*** LISTED RECORDS Section Begins ***

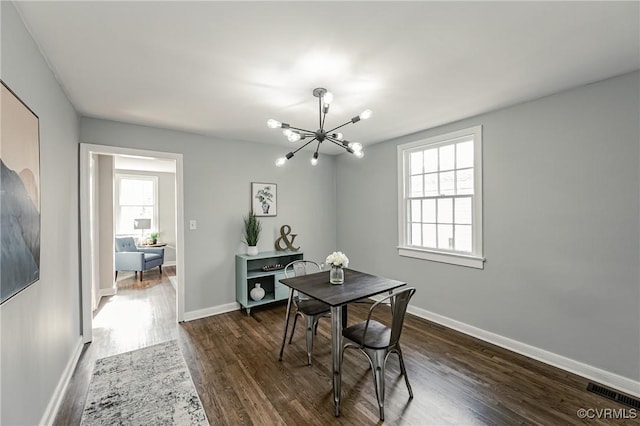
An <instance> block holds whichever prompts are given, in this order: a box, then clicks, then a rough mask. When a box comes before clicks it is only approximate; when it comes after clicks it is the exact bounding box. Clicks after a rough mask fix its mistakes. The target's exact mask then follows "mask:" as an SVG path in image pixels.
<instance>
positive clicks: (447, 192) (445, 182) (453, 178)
mask: <svg viewBox="0 0 640 426" xmlns="http://www.w3.org/2000/svg"><path fill="white" fill-rule="evenodd" d="M454 179H455V172H444V173H440V195H453V194H454V193H455V181H454Z"/></svg>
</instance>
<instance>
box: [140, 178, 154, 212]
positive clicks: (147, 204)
mask: <svg viewBox="0 0 640 426" xmlns="http://www.w3.org/2000/svg"><path fill="white" fill-rule="evenodd" d="M140 183H141V186H142V200H140V203H139V204H143V205H145V206H152V205H153V199H154V197H153V195H154V194H153V181H151V180H142V181H140Z"/></svg>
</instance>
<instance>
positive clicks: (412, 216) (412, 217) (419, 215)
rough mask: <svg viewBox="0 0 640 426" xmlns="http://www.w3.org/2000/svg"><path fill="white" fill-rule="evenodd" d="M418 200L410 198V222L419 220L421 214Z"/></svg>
mask: <svg viewBox="0 0 640 426" xmlns="http://www.w3.org/2000/svg"><path fill="white" fill-rule="evenodd" d="M421 204H422V203H421V202H420V200H411V222H420V218H421V216H422V212H421V211H420V210H421V208H420V206H421Z"/></svg>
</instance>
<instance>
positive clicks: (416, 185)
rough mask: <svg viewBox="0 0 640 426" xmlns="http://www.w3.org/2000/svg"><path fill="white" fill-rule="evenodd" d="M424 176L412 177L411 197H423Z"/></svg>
mask: <svg viewBox="0 0 640 426" xmlns="http://www.w3.org/2000/svg"><path fill="white" fill-rule="evenodd" d="M422 176H423V175H417V176H411V190H410V194H411V197H422V195H423V193H422Z"/></svg>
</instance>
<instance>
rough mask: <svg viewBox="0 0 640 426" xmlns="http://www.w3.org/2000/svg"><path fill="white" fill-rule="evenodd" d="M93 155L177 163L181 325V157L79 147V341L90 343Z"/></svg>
mask: <svg viewBox="0 0 640 426" xmlns="http://www.w3.org/2000/svg"><path fill="white" fill-rule="evenodd" d="M92 154H104V155H133V156H139V157H150V158H160V159H167V160H175V161H176V249H177V250H176V252H177V253H176V277H177V280H178V289H177V291H176V316H177V318H176V320H177V321H178V322H182V321H184V299H185V297H184V195H183V159H182V154H176V153H171V152H160V151H147V150H141V149H133V148H121V147H116V146H108V145H93V144H86V143H81V144H80V251H81V280H82V284H81V288H82V338H83V342H84V343H88V342H90V341H92V340H93V330H92V329H93V315H92V309H91V277H92V273H93V260H92V258H91V240H90V237H89V235H90V227H91V215H90V206H91V205H90V203H91V200H90V197H89V184H90V173H91V170H90V168H91V167H90V164H91V163H90V162H91V155H92Z"/></svg>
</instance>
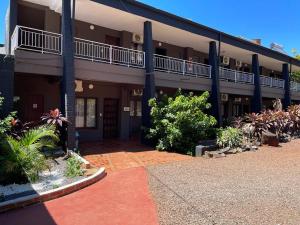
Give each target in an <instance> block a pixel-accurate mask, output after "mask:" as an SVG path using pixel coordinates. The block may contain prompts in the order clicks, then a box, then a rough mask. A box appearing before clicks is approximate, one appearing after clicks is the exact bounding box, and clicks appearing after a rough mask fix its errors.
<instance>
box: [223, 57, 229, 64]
mask: <svg viewBox="0 0 300 225" xmlns="http://www.w3.org/2000/svg"><path fill="white" fill-rule="evenodd" d="M229 63H230V58H229V57H228V56H223V57H222V64H223V65H226V66H228V65H229Z"/></svg>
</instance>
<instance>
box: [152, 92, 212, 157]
mask: <svg viewBox="0 0 300 225" xmlns="http://www.w3.org/2000/svg"><path fill="white" fill-rule="evenodd" d="M208 97H209V93H208V92H204V93H203V94H202V95H200V96H195V95H194V94H193V93H190V94H188V95H183V94H181V91H180V90H179V91H178V92H177V94H176V95H175V96H174V97H168V96H166V95H164V96H163V97H162V99H160V100H159V99H156V98H154V99H151V100H150V101H149V105H150V106H151V107H152V110H151V116H152V123H153V128H152V129H150V132H149V135H148V137H149V138H152V139H154V140H156V142H157V146H156V147H157V148H158V149H159V150H175V151H177V152H181V153H187V154H192V153H193V151H194V149H195V146H196V145H197V143H198V142H199V141H200V140H201V139H206V138H208V136H209V134H210V133H211V130H212V128H213V127H214V126H215V125H216V119H215V118H214V117H213V116H209V115H207V114H206V113H205V112H204V111H206V110H208V109H209V108H210V107H211V105H210V104H209V103H207V101H208Z"/></svg>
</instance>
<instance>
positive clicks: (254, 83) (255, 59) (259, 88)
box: [251, 54, 262, 113]
mask: <svg viewBox="0 0 300 225" xmlns="http://www.w3.org/2000/svg"><path fill="white" fill-rule="evenodd" d="M252 73H253V74H254V94H253V98H252V102H251V111H252V112H254V113H260V112H261V110H262V96H261V86H260V72H259V60H258V55H257V54H253V55H252Z"/></svg>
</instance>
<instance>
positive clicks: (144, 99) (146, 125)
mask: <svg viewBox="0 0 300 225" xmlns="http://www.w3.org/2000/svg"><path fill="white" fill-rule="evenodd" d="M143 49H144V51H145V71H146V74H145V86H144V90H143V101H142V126H143V127H144V128H150V127H151V116H150V112H151V107H150V106H149V104H148V102H149V99H151V98H154V97H155V77H154V65H153V39H152V24H151V22H149V21H146V22H145V23H144V46H143ZM142 142H143V143H146V144H147V140H146V139H145V132H142Z"/></svg>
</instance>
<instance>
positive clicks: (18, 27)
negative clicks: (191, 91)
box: [12, 26, 300, 92]
mask: <svg viewBox="0 0 300 225" xmlns="http://www.w3.org/2000/svg"><path fill="white" fill-rule="evenodd" d="M62 38H63V37H62V35H61V34H58V33H53V32H48V31H43V30H39V29H34V28H29V27H24V26H17V27H16V29H15V31H14V33H13V35H12V51H13V53H14V51H16V50H25V51H32V52H39V53H42V54H54V55H62ZM74 56H75V58H78V59H84V60H89V61H92V62H95V63H105V64H114V65H118V66H123V67H132V68H139V69H144V68H145V52H143V51H139V50H134V49H130V48H124V47H119V46H115V45H108V44H105V43H100V42H95V41H90V40H85V39H81V38H74ZM153 58H154V60H153V65H154V69H155V70H156V71H159V72H164V73H168V74H174V75H179V76H182V77H193V78H206V79H210V78H211V66H210V65H207V64H203V63H198V62H194V61H189V60H183V59H179V58H175V57H169V56H164V55H159V54H154V57H153ZM219 78H220V80H222V81H226V82H231V83H236V84H245V85H253V84H254V74H253V73H250V72H244V71H238V70H232V69H227V68H224V67H220V68H219ZM182 82H184V80H182ZM260 83H261V86H263V87H269V88H277V89H284V86H285V81H284V80H283V79H279V78H273V77H270V76H265V75H261V77H260ZM291 90H292V91H294V92H300V84H298V83H296V82H291Z"/></svg>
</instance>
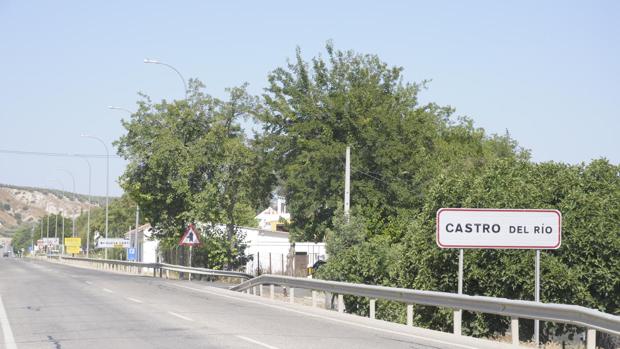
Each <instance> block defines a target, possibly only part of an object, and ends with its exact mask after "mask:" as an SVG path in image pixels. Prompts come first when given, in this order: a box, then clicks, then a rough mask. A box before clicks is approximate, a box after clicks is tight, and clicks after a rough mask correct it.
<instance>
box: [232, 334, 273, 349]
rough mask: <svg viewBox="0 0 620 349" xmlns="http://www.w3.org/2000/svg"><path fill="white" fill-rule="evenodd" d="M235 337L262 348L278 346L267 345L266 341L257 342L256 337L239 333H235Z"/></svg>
mask: <svg viewBox="0 0 620 349" xmlns="http://www.w3.org/2000/svg"><path fill="white" fill-rule="evenodd" d="M235 337H237V338H239V339H243V340H244V341H247V342H250V343H253V344H256V345H260V346H261V347H263V348H269V349H278V347H274V346H273V345H269V344H267V343H263V342H259V341H257V340H256V339H252V338H248V337H245V336H241V335H236V336H235Z"/></svg>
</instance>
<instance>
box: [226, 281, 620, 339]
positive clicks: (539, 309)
mask: <svg viewBox="0 0 620 349" xmlns="http://www.w3.org/2000/svg"><path fill="white" fill-rule="evenodd" d="M263 285H270V286H271V292H272V294H273V285H279V286H286V287H289V288H290V289H291V290H290V291H289V292H291V293H293V292H294V289H295V288H301V289H307V290H312V291H313V304H314V303H315V301H314V298H315V297H316V296H315V292H314V291H323V292H330V293H334V294H338V296H339V297H338V310H339V311H340V312H344V302H343V300H342V295H353V296H360V297H367V298H370V305H371V309H370V313H371V317H373V318H374V305H375V304H374V303H375V300H377V299H383V300H391V301H396V302H402V303H405V304H408V305H412V304H420V305H429V306H436V307H444V308H452V309H463V310H469V311H475V312H481V313H488V314H496V315H503V316H510V317H512V318H513V322H512V324H513V326H514V325H515V324H516V326H517V327H518V320H517V321H516V322H515V319H518V318H528V319H539V320H544V321H551V322H559V323H565V324H571V325H577V326H583V327H586V328H588V329H589V331H588V343H589V347H590V346H592V348H593V345H594V344H590V341H591V340H592V343H593V340H594V338H595V337H596V335H595V333H594V330H598V331H601V332H605V333H609V334H613V335H620V316H615V315H611V314H607V313H603V312H600V311H598V310H594V309H589V308H585V307H582V306H577V305H566V304H552V303H540V302H534V301H521V300H512V299H506V298H494V297H484V296H469V295H459V294H454V293H447V292H435V291H420V290H411V289H404V288H396V287H384V286H374V285H363V284H353V283H347V282H338V281H328V280H316V279H304V278H294V277H288V276H280V275H261V276H259V277H256V278H254V279H251V280H248V281H245V282H243V283H241V284H239V285H237V286H234V287H232V288H231V290H234V291H241V292H243V291H246V292H249V291H250V290H253V291H254V292H256V291H255V288H256V287H257V286H259V287H260V286H263ZM292 299H293V297H291V301H292ZM407 317H411V318H412V317H413V309H412V307H411V311H409V307H408V314H407ZM407 322H408V323H410V320H409V319H408V321H407ZM411 322H412V320H411ZM459 332H460V329H459ZM516 333H517V337H518V329H517V331H516ZM514 334H515V331H514V329H513V336H514ZM513 343H514V338H513ZM517 344H518V342H517Z"/></svg>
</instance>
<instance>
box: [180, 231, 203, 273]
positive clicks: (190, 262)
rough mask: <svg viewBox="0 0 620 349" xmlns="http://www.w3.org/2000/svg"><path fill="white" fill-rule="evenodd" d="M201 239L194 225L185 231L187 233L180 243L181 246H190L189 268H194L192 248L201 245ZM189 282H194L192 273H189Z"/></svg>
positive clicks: (189, 249) (181, 239)
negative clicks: (192, 262)
mask: <svg viewBox="0 0 620 349" xmlns="http://www.w3.org/2000/svg"><path fill="white" fill-rule="evenodd" d="M199 244H200V239H199V238H198V234H197V233H196V227H195V226H194V225H193V224H189V225H188V226H187V229H185V233H183V236H182V237H181V240H180V241H179V246H189V266H190V267H191V266H192V247H193V246H194V245H199ZM188 277H189V281H192V273H189V276H188Z"/></svg>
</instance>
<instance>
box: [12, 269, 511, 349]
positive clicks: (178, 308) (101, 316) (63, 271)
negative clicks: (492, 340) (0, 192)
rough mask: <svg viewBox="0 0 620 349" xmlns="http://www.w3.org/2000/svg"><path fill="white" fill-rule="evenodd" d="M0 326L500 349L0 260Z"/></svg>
mask: <svg viewBox="0 0 620 349" xmlns="http://www.w3.org/2000/svg"><path fill="white" fill-rule="evenodd" d="M0 325H1V327H2V330H1V331H0V348H7V349H15V348H19V349H27V348H28V349H29V348H54V349H69V348H76V349H78V348H79V349H83V348H132V349H140V348H183V349H189V348H272V349H273V348H321V349H326V348H338V349H343V348H356V349H362V348H500V347H502V346H500V344H499V343H494V342H488V341H480V340H476V339H473V338H469V337H456V336H454V335H451V334H446V333H440V332H435V331H428V330H422V329H415V328H411V327H406V326H404V325H397V324H392V323H387V322H383V321H377V320H370V319H366V318H362V317H358V316H354V315H348V314H338V313H336V312H334V311H328V310H324V309H314V308H311V307H308V306H304V305H297V304H293V305H291V304H287V303H285V302H282V301H277V300H275V301H271V300H269V299H267V298H260V297H258V296H253V295H247V294H240V293H236V292H232V291H228V290H225V289H221V288H216V287H210V286H208V285H207V284H205V283H201V282H188V281H178V280H164V279H158V278H152V277H149V276H133V275H123V274H115V273H111V272H104V271H99V270H91V269H85V268H78V267H74V266H66V265H59V264H54V263H49V262H45V261H35V260H30V259H18V258H0ZM506 347H508V346H506Z"/></svg>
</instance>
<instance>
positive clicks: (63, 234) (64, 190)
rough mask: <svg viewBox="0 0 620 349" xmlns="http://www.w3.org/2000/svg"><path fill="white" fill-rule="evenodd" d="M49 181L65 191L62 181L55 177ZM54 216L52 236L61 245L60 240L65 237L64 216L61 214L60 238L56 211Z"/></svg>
mask: <svg viewBox="0 0 620 349" xmlns="http://www.w3.org/2000/svg"><path fill="white" fill-rule="evenodd" d="M50 181H51V182H54V181H55V182H56V183H58V184H60V188H61V190H62V192H63V193H65V192H66V190H65V186H64V185H63V184H62V181H61V180H60V179H58V178H56V179H55V180H54V181H52V180H50ZM63 197H64V194H63ZM61 212H62V211H61ZM54 216H55V221H54V238H55V239H58V241H59V243H60V244H61V245H62V242H63V240H64V237H65V216H64V215H62V237H61V238H58V213H56V214H55V215H54ZM61 254H62V253H61Z"/></svg>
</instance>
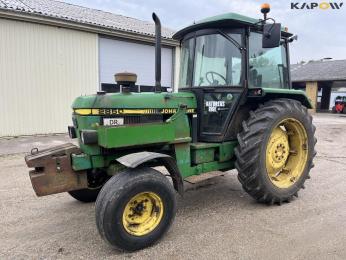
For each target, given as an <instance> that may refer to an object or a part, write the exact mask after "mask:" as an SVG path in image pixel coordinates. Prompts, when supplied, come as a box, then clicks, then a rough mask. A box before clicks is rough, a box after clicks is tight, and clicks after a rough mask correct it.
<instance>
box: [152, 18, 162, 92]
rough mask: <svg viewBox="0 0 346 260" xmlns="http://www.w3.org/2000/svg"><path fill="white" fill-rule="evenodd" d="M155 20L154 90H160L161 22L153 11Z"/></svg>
mask: <svg viewBox="0 0 346 260" xmlns="http://www.w3.org/2000/svg"><path fill="white" fill-rule="evenodd" d="M153 20H154V22H155V92H161V22H160V19H159V17H158V16H157V15H156V14H155V13H153Z"/></svg>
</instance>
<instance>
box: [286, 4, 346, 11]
mask: <svg viewBox="0 0 346 260" xmlns="http://www.w3.org/2000/svg"><path fill="white" fill-rule="evenodd" d="M343 5H344V3H343V2H339V3H336V2H320V3H317V2H309V3H307V2H303V3H301V2H291V9H292V10H302V9H307V10H314V9H315V10H318V9H321V10H327V9H334V10H338V9H340V8H341V7H342V6H343Z"/></svg>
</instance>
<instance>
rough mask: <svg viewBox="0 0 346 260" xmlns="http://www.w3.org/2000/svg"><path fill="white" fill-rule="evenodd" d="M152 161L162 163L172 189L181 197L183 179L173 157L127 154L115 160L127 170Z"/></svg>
mask: <svg viewBox="0 0 346 260" xmlns="http://www.w3.org/2000/svg"><path fill="white" fill-rule="evenodd" d="M152 160H159V161H160V162H161V163H162V165H163V166H164V167H165V168H166V169H167V171H168V172H169V174H170V176H171V178H172V181H173V186H174V189H175V190H176V191H177V192H178V193H179V194H180V195H181V196H183V194H184V184H183V178H182V176H181V174H180V171H179V169H178V166H177V164H176V161H175V160H174V158H173V157H171V156H169V155H167V154H163V153H154V152H139V153H132V154H128V155H125V156H122V157H120V158H118V159H117V161H118V162H119V163H121V164H122V165H124V166H126V167H129V168H136V167H138V166H140V165H142V164H143V163H146V162H149V161H152Z"/></svg>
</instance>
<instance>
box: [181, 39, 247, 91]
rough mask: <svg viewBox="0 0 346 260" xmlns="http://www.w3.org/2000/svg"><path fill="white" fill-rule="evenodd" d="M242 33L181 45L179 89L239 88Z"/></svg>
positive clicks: (241, 75)
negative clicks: (241, 40)
mask: <svg viewBox="0 0 346 260" xmlns="http://www.w3.org/2000/svg"><path fill="white" fill-rule="evenodd" d="M241 44H242V43H241V34H239V33H238V34H237V33H228V34H219V33H215V34H207V35H201V36H197V37H196V38H190V39H188V40H185V41H184V42H183V43H182V54H181V55H182V56H181V67H180V82H179V87H180V88H184V87H208V86H240V85H241V80H242V68H243V66H242V53H241V51H240V48H239V47H240V46H241Z"/></svg>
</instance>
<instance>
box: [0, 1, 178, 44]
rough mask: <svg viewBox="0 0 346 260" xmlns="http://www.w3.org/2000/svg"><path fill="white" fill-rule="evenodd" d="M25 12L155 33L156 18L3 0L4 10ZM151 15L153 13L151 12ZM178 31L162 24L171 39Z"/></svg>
mask: <svg viewBox="0 0 346 260" xmlns="http://www.w3.org/2000/svg"><path fill="white" fill-rule="evenodd" d="M1 10H2V11H4V10H5V11H10V12H14V13H25V14H31V15H35V16H41V17H45V18H52V19H58V20H64V21H68V22H72V23H79V24H86V25H92V26H98V27H103V28H106V29H111V30H117V31H123V32H129V33H135V34H140V35H147V36H154V35H155V26H154V23H153V22H147V21H141V20H138V19H135V18H131V17H127V16H123V15H118V14H113V13H110V12H105V11H101V10H96V9H91V8H87V7H82V6H77V5H72V4H68V3H64V2H60V1H53V0H0V11H1ZM148 17H151V14H148ZM173 33H174V31H173V30H171V29H168V28H164V27H163V28H162V37H163V38H167V39H170V38H171V37H172V35H173Z"/></svg>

*** LISTED RECORDS Section Ends ***

## EXERCISE OBJECTIVE
Report each line of the data in which "only" occurs.

## EXERCISE RESPONSE
An <instance> block holds whichever prompts are given, in this order: a box, then clicks, then a rough mask. When a box comes before clicks it is only approximate; when it comes after clicks it is the exact bounding box. Clicks after a rough mask fix its mistakes. The target's exact mask then follows "mask:" as an SVG path in image pixels.
Each <instance> block defines a target, possibly only part of an object, and ends with its exact mask after "mask:" as an SVG path in image pixels. Prompts come first when given, in this order: a box, then clicks, then a rough mask. A box before clicks is approximate, a box after clicks is tight, and clicks after a rough mask correct it.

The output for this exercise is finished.